*Aim of the task*. What is needed here is an exact copy of every entry.

*Data supplied*.
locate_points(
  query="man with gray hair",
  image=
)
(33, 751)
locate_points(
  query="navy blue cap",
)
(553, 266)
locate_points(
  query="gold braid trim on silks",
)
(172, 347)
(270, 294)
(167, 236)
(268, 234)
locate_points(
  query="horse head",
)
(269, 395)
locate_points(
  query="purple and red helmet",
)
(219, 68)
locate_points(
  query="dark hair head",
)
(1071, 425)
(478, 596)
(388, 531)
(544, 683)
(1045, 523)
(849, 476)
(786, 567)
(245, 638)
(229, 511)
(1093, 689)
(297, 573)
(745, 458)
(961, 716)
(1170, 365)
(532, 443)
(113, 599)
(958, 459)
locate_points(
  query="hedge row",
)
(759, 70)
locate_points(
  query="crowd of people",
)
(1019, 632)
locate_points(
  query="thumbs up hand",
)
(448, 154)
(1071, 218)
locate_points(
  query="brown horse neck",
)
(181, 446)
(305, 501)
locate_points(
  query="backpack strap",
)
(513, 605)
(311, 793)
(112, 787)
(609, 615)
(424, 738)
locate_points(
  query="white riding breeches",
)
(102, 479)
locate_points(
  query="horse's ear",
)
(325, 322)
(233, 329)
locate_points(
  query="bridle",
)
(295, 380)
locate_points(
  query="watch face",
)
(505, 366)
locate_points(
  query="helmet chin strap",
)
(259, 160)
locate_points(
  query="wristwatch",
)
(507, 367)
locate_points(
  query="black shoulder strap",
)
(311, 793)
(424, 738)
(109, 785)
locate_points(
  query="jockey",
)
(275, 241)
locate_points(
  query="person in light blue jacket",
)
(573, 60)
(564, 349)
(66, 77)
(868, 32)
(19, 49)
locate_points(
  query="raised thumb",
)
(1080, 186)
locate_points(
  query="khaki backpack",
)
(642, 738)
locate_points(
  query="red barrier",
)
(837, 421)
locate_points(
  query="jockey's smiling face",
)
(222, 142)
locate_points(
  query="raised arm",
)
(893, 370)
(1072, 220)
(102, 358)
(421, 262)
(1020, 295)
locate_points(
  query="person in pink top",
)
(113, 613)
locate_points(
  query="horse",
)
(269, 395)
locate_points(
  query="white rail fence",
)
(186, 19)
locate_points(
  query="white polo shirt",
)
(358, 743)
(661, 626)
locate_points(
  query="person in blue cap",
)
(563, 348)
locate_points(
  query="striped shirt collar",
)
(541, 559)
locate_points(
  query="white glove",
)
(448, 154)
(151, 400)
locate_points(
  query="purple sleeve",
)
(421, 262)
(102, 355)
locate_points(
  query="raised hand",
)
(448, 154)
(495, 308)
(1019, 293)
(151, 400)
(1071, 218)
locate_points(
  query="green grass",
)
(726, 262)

*Exercise result*.
locate_points(
  query="man with gray hair",
  image=
)
(33, 751)
locate_points(
  query="navy blue cap",
)
(553, 266)
locate_points(
  query="gold braid trim on silks",
)
(172, 347)
(270, 294)
(167, 236)
(268, 234)
locate_points(
  query="horse head",
)
(269, 395)
locate_points(
  query="purple and red helmet",
)
(219, 68)
locate_points(
  query="dark hair head",
)
(1071, 425)
(478, 596)
(388, 531)
(544, 683)
(1045, 523)
(849, 476)
(786, 567)
(245, 638)
(229, 511)
(1093, 689)
(297, 573)
(745, 458)
(961, 716)
(1170, 365)
(532, 443)
(113, 599)
(958, 459)
locate_points(
  query="hedge row",
)
(759, 70)
locate_points(
  query="crowd of people",
)
(1019, 632)
locate_points(
  query="thumbs up hand",
)
(448, 154)
(1071, 218)
locate_points(
  query="brown horse neck",
)
(181, 446)
(305, 501)
locate_points(
  query="backpack strap",
)
(513, 605)
(311, 793)
(112, 787)
(609, 615)
(424, 738)
locate_points(
  query="white riding breeches",
)
(102, 479)
locate_points(
  query="horse's ear",
)
(325, 322)
(233, 329)
locate_points(
  query="bridle",
)
(295, 380)
locate_points(
  query="watch face",
)
(505, 366)
locate_points(
  query="helmet chin strap",
)
(259, 160)
locate_points(
  query="wristwatch",
)
(507, 367)
locate_points(
  query="black shoulder strap",
)
(311, 793)
(424, 738)
(109, 785)
locate_points(
  query="jockey",
)
(275, 241)
locate_points(
  query="person in light blue jacket",
)
(573, 60)
(564, 349)
(66, 77)
(868, 32)
(19, 49)
locate_points(
  query="raised thumb",
)
(1080, 186)
locate_points(
  query="khaki backpack",
)
(642, 738)
locate_points(
  query="red barrier",
)
(837, 421)
locate_points(
  query="jockey's smiling face",
)
(222, 142)
locate_points(
  query="raised arm",
)
(893, 370)
(1072, 220)
(102, 358)
(421, 262)
(1020, 295)
locate_points(
  query="person in pink top",
)
(113, 613)
locate_points(
  query="horse",
)
(269, 395)
locate_points(
  query="white rail fence",
)
(186, 19)
locate_points(
  query="white polo shirt",
)
(358, 743)
(661, 626)
locate_points(
  query="person in blue cap",
)
(563, 348)
locate_points(
  query="striped shirt collar",
)
(541, 559)
locate_points(
  query="white glove",
)
(448, 154)
(151, 400)
locate_points(
  query="purple sleeve",
)
(421, 262)
(102, 355)
locate_points(
  query="raised hand",
)
(448, 154)
(495, 308)
(1019, 293)
(151, 400)
(1071, 218)
locate_points(
  query="green grass",
)
(726, 262)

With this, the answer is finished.